● WRITTEN EXERCISE
Convert the data below into a two-column CSV with the headers "request" and "answer", giving one row per request. Put each request's text and its answer in a single quoted field, replacing any line breaks with spaces.

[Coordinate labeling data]
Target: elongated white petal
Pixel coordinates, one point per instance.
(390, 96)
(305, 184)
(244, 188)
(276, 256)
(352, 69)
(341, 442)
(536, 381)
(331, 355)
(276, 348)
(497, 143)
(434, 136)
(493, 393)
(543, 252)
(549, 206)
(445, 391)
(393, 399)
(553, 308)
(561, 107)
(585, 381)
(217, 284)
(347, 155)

● ANSWER TO THE TASK
request,answer
"Target: elongated white petal Pixel coordinates, one point per instance.","(390, 96) (305, 184) (244, 188) (276, 256) (352, 69) (341, 442) (536, 381) (331, 355) (276, 348) (497, 143) (434, 136) (493, 393) (543, 252) (549, 206) (445, 391) (393, 399) (553, 308) (561, 107) (585, 381) (217, 284) (347, 155)"